Page MenuHomePhabricator

detectCopiedCode has some kind of explosive runtime behavior on large diffs
Closed, ResolvedPublic

Description

See IRC. We should disable this for diffs over a certain number of changes or something like that, since a ~50MB diff took more than 2 hours to process.

Event Timeline

epriestley raised the priority of this task from to Normal.
epriestley updated the task description. (Show Details)
epriestley added a project: Differential.

I believe D9178 fixes this:

  • You can support that theory by checking if the diff for the offending revision contains a large number of identical lines.
  • You can confirm that theory by retrying the reparse.php --message ... command after D9178 lands, and seeing if it exits in fewer than 2 hours.

The file itself certainly does:

$ git show c84da7041b1199f051d041ca2cc86f3736e0898b:crowdin_data.pickle | sort | uniq -c | sort -n | tail
   4612 Vlearn.math.cc-eighth-grade-math.exercises
   4674 Vlearn.math.cc-sixth-grade-math.exercises
   4863 Vlearn.math.calculus.exercises
   4944 Vlearn.math.cc-seventh-grade-math.exercises
   6181 Vlearn.math.early-math.exercises
   7603 Vlearn.math.algebra.exercises
   8504 Vlearn.math.trigonometry.exercises
  54731 sg13
  57871 g11
 108380 g2

Not sure if there's something special I need to do to make reparse.php --message be slow again; P1148 shows its current (fast) output. The diffusion page for that commit says "Still Importing...".

If --message worked, do:

./scripts/repository/reparse.php --change --owners --herald --force rGTWc84da7041b1199f051d041ca2cc86f3736e0898b

...and you should be good to go. That transcript looks like it didn't try to update the revision this time (just skipping all the work), but ehh whatever.

Sorry if I was unclear -- that paste is the result of running without your new patch so it should still be slow (but isn't). Is it easy to make it redo the work? Running with --change (again, without D9178) completes quickly and gets rid of the "Still importing..." message.

I don't think there's an easy way: you have to go find the corresponding Differential revision, reopen it, and then probably manually remove the link between the revision and the commit in the database (and I'm not 100% sure that's sufficient). I can't think of an easy way to get back into this code, offhand.

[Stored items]
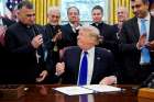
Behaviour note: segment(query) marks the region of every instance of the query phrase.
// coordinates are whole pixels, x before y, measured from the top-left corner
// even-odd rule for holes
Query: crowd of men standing
[[[80,84],[81,60],[88,57],[86,83],[142,83],[154,71],[154,18],[148,0],[131,0],[134,18],[118,9],[118,24],[105,23],[103,9],[91,10],[92,24],[82,25],[79,9],[67,9],[68,23],[59,24],[61,11],[48,9],[48,23],[35,24],[30,1],[18,5],[16,21],[1,18],[0,83]],[[145,34],[142,20],[145,20]],[[6,26],[7,25],[7,26]],[[142,63],[143,48],[150,61]],[[146,57],[147,59],[147,57]]]

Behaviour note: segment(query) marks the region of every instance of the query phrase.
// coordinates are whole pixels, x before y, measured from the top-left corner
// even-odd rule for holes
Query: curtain
[[[125,7],[129,10],[129,16],[132,18],[133,13],[130,5],[130,0],[110,0],[110,19],[109,23],[114,24],[117,23],[117,10],[119,7]]]
[[[47,9],[52,5],[59,5],[61,0],[30,0],[35,7],[36,23],[46,24],[47,22]]]

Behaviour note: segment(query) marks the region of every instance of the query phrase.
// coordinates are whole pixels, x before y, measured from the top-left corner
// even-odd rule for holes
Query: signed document
[[[59,91],[62,93],[68,94],[68,95],[78,95],[78,94],[88,94],[88,93],[94,93],[94,90],[89,90],[82,87],[61,87],[61,88],[55,88],[54,90]]]
[[[106,84],[89,84],[89,86],[82,86],[86,89],[94,90],[96,92],[113,92],[113,91],[121,91],[121,88],[112,87],[112,86],[106,86]]]
[[[97,92],[113,92],[121,91],[121,88],[105,86],[105,84],[88,84],[88,86],[72,86],[72,87],[59,87],[54,90],[65,93],[67,95],[89,94]]]

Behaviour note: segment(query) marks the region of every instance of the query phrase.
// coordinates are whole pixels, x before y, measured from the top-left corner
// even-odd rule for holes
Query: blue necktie
[[[146,26],[145,26],[145,20],[141,20],[141,33],[140,35],[146,35]],[[146,46],[143,46],[141,48],[141,59],[140,59],[140,65],[148,65],[151,61],[151,56],[150,56],[150,50]]]
[[[80,70],[78,76],[78,86],[87,84],[87,70],[88,70],[88,58],[87,52],[84,52],[84,56],[80,63]]]

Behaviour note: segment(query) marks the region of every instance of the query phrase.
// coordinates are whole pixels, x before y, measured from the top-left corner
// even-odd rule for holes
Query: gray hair
[[[58,7],[51,7],[51,8],[47,10],[47,14],[51,14],[53,11],[58,12],[59,15],[61,15],[61,11],[59,11],[59,8],[58,8]]]

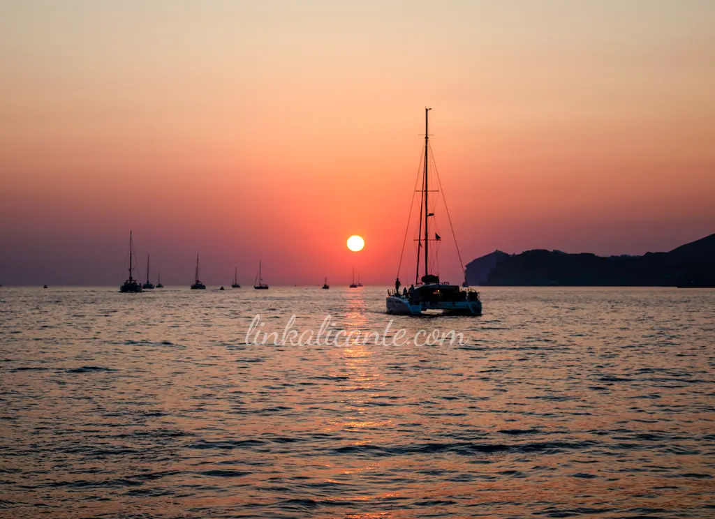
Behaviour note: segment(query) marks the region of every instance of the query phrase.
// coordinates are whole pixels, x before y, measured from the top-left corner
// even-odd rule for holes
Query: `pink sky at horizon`
[[[277,285],[344,283],[353,266],[389,283],[425,106],[465,263],[715,232],[711,2],[30,1],[0,15],[4,285],[119,284],[130,228],[138,272],[149,252],[167,284],[191,281],[197,252],[209,284],[235,266],[250,284],[259,259]],[[440,273],[458,281],[438,213]]]

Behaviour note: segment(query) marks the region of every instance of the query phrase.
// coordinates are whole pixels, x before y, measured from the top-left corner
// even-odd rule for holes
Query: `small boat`
[[[142,285],[144,290],[154,288],[154,284],[149,281],[149,254],[147,254],[147,282]]]
[[[263,283],[263,278],[261,277],[261,274],[262,274],[262,271],[261,271],[262,263],[262,262],[261,262],[261,261],[258,262],[258,276],[256,276],[255,280],[254,280],[254,281],[253,281],[255,283],[253,286],[253,288],[255,288],[256,290],[268,290],[268,286],[266,285],[266,284],[264,284],[264,283]],[[256,281],[257,281],[257,283],[256,283]]]
[[[134,253],[132,251],[132,231],[129,231],[129,278],[124,281],[124,284],[119,287],[120,292],[141,292],[142,286],[139,282],[132,277],[132,271],[134,270],[132,259]]]
[[[194,284],[191,286],[192,290],[204,290],[206,288],[206,285],[202,283],[199,281],[199,255],[196,255],[196,276],[194,276],[196,281],[194,281]]]
[[[394,291],[388,291],[388,297],[385,299],[388,313],[395,313],[403,316],[421,316],[423,312],[437,311],[443,314],[448,315],[462,315],[462,316],[480,316],[482,313],[482,302],[479,299],[479,293],[467,288],[463,290],[459,285],[451,285],[446,281],[440,281],[439,276],[430,272],[430,242],[438,241],[442,238],[438,234],[434,233],[434,237],[430,235],[430,218],[434,217],[434,208],[430,208],[428,202],[429,189],[428,164],[430,163],[430,137],[428,131],[428,118],[430,109],[425,109],[425,156],[424,170],[423,171],[422,189],[420,208],[424,208],[424,214],[420,214],[420,228],[418,233],[417,246],[417,268],[415,271],[415,284],[410,287],[409,291],[405,293],[400,293],[397,287]],[[434,158],[433,157],[433,160]],[[441,188],[441,182],[439,175],[437,173],[437,185],[435,187]],[[443,196],[443,200],[444,196]],[[411,211],[411,208],[410,208]],[[449,220],[449,213],[448,212],[448,220]],[[450,226],[452,222],[450,220]],[[454,229],[452,230],[453,236]],[[456,245],[456,239],[455,240]],[[404,251],[404,245],[403,246]],[[424,275],[420,279],[417,279],[420,272],[420,257],[424,254]],[[457,256],[459,254],[459,248],[457,247]],[[436,263],[436,262],[435,262]],[[462,266],[462,272],[465,272],[464,266]],[[398,278],[399,279],[399,268]],[[465,280],[466,281],[466,280]]]

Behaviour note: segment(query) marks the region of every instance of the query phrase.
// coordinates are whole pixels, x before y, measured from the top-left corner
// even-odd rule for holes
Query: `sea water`
[[[0,515],[715,515],[715,291],[386,293],[0,288]]]

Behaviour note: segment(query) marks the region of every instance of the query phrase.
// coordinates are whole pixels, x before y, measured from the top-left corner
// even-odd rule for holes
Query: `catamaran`
[[[149,254],[147,254],[147,282],[142,286],[144,290],[153,288],[154,284],[149,281]]]
[[[258,262],[258,276],[256,276],[255,280],[254,280],[253,281],[254,283],[255,283],[253,286],[253,288],[255,288],[256,290],[268,290],[268,286],[263,283],[263,278],[261,276],[262,263],[262,261]]]
[[[139,284],[136,279],[132,277],[132,271],[134,271],[132,259],[134,253],[132,251],[132,231],[129,231],[129,278],[124,281],[124,284],[119,287],[120,292],[141,292],[142,286]]]
[[[192,290],[204,290],[206,288],[206,285],[202,283],[199,281],[199,255],[196,255],[196,281],[194,281],[194,284],[191,286]]]
[[[442,238],[437,233],[434,233],[434,237],[430,235],[430,218],[433,218],[434,208],[430,209],[429,206],[429,193],[434,192],[429,189],[429,175],[428,165],[430,158],[430,136],[428,131],[428,117],[431,109],[425,109],[425,157],[424,169],[423,171],[422,189],[420,196],[420,228],[418,232],[417,245],[417,268],[415,273],[415,284],[410,288],[409,291],[405,291],[402,293],[399,291],[399,273],[400,266],[398,266],[398,281],[395,283],[394,291],[388,291],[388,297],[385,300],[388,313],[395,313],[403,316],[420,316],[423,312],[429,311],[440,311],[443,314],[463,315],[463,316],[480,316],[482,313],[482,302],[479,299],[479,293],[467,288],[462,290],[459,285],[451,285],[447,281],[440,281],[439,276],[430,272],[430,242],[438,241]],[[434,157],[432,156],[434,161]],[[437,178],[437,186],[441,188],[442,183],[440,181],[439,173],[435,168],[435,176]],[[414,198],[413,198],[414,203]],[[446,205],[445,205],[446,207]],[[432,212],[430,212],[430,211]],[[423,213],[423,211],[424,211]],[[450,227],[452,226],[452,221],[449,218],[449,211],[447,211],[447,218],[449,220]],[[412,207],[410,208],[410,216]],[[409,222],[408,223],[409,226]],[[454,236],[454,228],[452,228],[452,235]],[[406,237],[405,234],[405,237]],[[457,241],[455,239],[455,245]],[[405,251],[405,243],[403,243],[403,251]],[[420,275],[420,256],[424,254],[424,275],[418,278]],[[462,258],[459,254],[459,248],[457,247],[457,256],[460,258],[460,263],[462,264],[462,272],[465,273],[464,265],[462,263]],[[400,255],[400,263],[402,262],[402,255]],[[466,279],[465,279],[466,281]]]

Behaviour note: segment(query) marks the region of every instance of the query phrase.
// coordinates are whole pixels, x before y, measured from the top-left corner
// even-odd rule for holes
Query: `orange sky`
[[[146,4],[0,7],[0,283],[389,283],[425,106],[465,262],[715,232],[715,3]]]

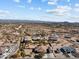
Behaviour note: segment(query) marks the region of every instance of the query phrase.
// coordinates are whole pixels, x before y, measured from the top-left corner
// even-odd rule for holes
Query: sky
[[[0,0],[0,19],[79,22],[79,0]]]

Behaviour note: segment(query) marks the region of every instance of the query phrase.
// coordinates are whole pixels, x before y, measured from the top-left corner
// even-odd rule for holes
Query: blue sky
[[[0,19],[79,22],[79,0],[0,0]]]

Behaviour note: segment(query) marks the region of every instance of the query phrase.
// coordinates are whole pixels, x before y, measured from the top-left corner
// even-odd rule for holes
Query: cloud
[[[71,0],[67,0],[67,2],[70,2]]]
[[[41,7],[39,7],[39,8],[38,8],[38,10],[42,10],[42,8],[41,8]]]
[[[79,7],[79,4],[78,4],[78,3],[76,3],[76,4],[75,4],[75,7]]]
[[[25,6],[23,6],[23,5],[19,5],[18,7],[20,7],[20,8],[25,8]]]
[[[41,2],[46,2],[47,0],[41,0]]]
[[[58,0],[48,0],[48,5],[55,5],[57,4]]]
[[[46,12],[57,16],[64,16],[64,15],[69,15],[71,9],[72,8],[69,6],[58,6],[56,9],[47,10]]]
[[[28,3],[31,3],[31,2],[32,2],[32,0],[27,0],[27,2],[28,2]]]
[[[0,10],[0,17],[5,17],[10,15],[10,12],[7,10]]]
[[[17,3],[19,3],[20,2],[20,0],[13,0],[14,2],[17,2]]]
[[[30,10],[34,10],[34,7],[30,7]]]

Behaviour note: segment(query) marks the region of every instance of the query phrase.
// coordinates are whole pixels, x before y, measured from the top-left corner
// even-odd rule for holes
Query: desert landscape
[[[1,23],[0,59],[5,58],[79,58],[79,24]]]

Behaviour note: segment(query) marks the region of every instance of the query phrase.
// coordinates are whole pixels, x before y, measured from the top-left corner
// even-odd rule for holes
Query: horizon
[[[0,19],[79,22],[79,0],[0,0]]]

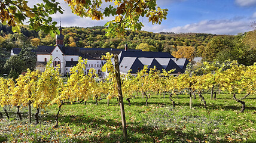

— WORK INSTRUCTION 1 —
According to the detectCopiedCode thread, how large was the diff that took more than 2 hours to process?
— WORK INSTRUCTION 2 —
List every option flag passed in the detectCopiedCode thread's command that begins with "./scripts/repository/reparse.php".
— WORK INSTRUCTION 3 —
Transcribe the passage of the detectCopiedCode thread starting with "I don't think" and going on through "this code, offhand.".
You won't need the stored items.

— EXERCISE RESPONSE 1 —
About 50MB.

— EXERCISE RESPONSE 2 —
--change, --owners, --herald, --force

— EXERCISE RESPONSE 3 —
I don't think there's an easy way: you have to go find the corresponding Differential revision, reopen it, and then probably manually remove the link between the revision and the commit in the database (and I'm not 100% sure that's sufficient). I can't think of an easy way to get back into this code, offhand.